> _Seitenauszug_
Eckdaten einer Biografie, die vielfältige Assoziationen auslöst und Fragen aufwirft. „Fragen einer Zeit“, so Michel Friedman in seinem im September 2001 verfassten Vorwort, die auch „das heutige Zusammenleben zwischen Juden und Nicht-Juden in Deutschland überschattet“.
Nea Weissberg-Bob und Thomas Irmer haben eine Fülle von Material zusammengetragen. Ihr „dokumentarisches Porträt“ von Heinrich Richard Brinn ist zugleich eine Erzählung aus der Perspektive zweier fiktiver Figuren der nachfolgenden Generation der Opfer und Täter – die Autorin Deborah Mandelbaum und der Historiker Karl Klein – die sich auf die Spurensuche machen. Ausgangspunkt der nachvollziehbar gemachten Recherchen ist die einzige noch lebende Zeitzeugin, die eine persönliche Erinnerung an den Unternehmer hat, das ehemalige Dienstmädchen Helma. Sie erinnert sich an die großzügige Villa im Grunewald, das „Palais Brinn“. Sie hat noch lange Kontakt gehalten mit der nicht-jüdischen jungen zweiten Ehefrau Eva und zeigt einige Kunstgegenstände, die aus dem Brinn’schen Haushalt stammen.
Deborah und Karl finden zahlreiche Auftragsarbeiten für Brinn von Berliner Künstlern der 20er-Jahre – Gemälde, Aquarelle, Möbelstücke, Ex Libris, Skulpturen. Vor dem inneren Auge entstehen Bilder sozialen und kulturellen Lebens in der Weimarer Republik. Brinn war ein Kunstmäzen, umgeben von einer vielfältigen Kunst- und Kulturszene jüdischer und nichtjüdischer Künstlerinnen und Künstler, wie z. B. die Malerin Julie Wolfthorn. Ein Verehrer des gelernten Apothekers Theodor Fontane und Förderer des Schriftstellers Arno Holz. Ein Mann in den besten Jahren, der uns auf alten Fotografien im Badeanzug und auf Schlittschuhen entgegenlacht. Solche Eindrücke verblassen in den 30er-Jahren. Briefliche Auseinandersetzungen zeugen von Brinns Rückzug aus seiner Firma: Sein Kompagnon nutzt die bedrohte Position des „nichtarischen Christen“ aus, um ihn mit allen Mitteln aus dem gemeinsamen Unternehmen zu drängen. Das „Palais Brinn“ wird zwangsversteigert. Umzug in eine kleinere Wohnung. Scheidung von Eva, um das verbliebene Vermögen, finanzielle Ansprüche und übriggebliebene Kunstwerke zu erhalten. 1941 muss Brinn Zwangsarbeit u. a. für die Firma Stiebel Eltron leisten, auch in seiner „alten Firma“ werden, wie auch Hermann Simon, der Direktor des Berliner Centrum Judaicum, in seinem Nachwort zeigt, über 300 Berliner Juden zur Zwangsarbeit eingesetzt. Die Bedingungen im Ghetto Theresienstadt und den Transport nach Auschwitz, in dem auch Brinn mitfuhr, schildert der Überlebende Jacov Tsur, der als Jugendlicher im selben Auschwitz-Transport wie Heinrich Richard Brinn war. Das die Autoren Jacov Tsur antrafen, zählt zu den vielen bemerkenswerten und zum Teil erstaunlichen Erträgen der Recherchen.

> _Bereitgestelltes Material_
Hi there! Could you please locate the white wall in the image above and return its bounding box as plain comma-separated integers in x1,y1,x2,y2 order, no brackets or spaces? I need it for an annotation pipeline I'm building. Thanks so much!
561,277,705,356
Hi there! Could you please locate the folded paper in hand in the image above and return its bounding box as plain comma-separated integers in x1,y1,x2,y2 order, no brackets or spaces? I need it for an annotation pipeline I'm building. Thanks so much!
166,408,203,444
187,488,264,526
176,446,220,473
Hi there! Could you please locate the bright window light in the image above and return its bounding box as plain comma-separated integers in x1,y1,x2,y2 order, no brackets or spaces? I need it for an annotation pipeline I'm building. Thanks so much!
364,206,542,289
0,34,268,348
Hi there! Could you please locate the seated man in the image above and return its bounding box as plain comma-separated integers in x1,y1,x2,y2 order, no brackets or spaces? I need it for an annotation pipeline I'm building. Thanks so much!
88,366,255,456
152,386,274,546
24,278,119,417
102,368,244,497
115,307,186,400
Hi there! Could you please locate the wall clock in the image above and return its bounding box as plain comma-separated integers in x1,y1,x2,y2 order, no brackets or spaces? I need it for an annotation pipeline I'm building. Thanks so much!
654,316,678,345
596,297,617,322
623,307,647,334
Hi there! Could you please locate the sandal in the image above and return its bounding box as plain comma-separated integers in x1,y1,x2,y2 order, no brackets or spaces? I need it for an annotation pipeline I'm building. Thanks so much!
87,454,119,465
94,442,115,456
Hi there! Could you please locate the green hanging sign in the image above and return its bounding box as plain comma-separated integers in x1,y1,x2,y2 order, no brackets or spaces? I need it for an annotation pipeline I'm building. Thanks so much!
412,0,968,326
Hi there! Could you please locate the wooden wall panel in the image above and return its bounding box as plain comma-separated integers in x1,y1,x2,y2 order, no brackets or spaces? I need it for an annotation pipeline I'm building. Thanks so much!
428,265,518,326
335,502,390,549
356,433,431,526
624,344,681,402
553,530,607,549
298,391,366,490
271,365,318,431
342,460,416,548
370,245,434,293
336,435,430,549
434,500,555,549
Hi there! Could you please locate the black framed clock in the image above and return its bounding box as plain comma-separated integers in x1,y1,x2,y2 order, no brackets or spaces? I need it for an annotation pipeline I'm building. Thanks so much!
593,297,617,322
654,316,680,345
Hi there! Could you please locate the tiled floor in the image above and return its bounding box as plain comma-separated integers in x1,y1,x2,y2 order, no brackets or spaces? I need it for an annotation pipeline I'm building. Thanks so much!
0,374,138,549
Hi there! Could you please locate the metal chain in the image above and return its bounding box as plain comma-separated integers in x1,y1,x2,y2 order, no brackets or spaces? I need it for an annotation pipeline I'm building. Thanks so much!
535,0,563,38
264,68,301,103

> _Aufgabenstellung_
Für welche Firma musste Heinrich Richard Brinn laut dem Seitenauszug im Jahr 1941 unter anderem Zwangsarbeit leisten?

> _Vollständige Antwort_
Für die Firma Stiebel Eltron.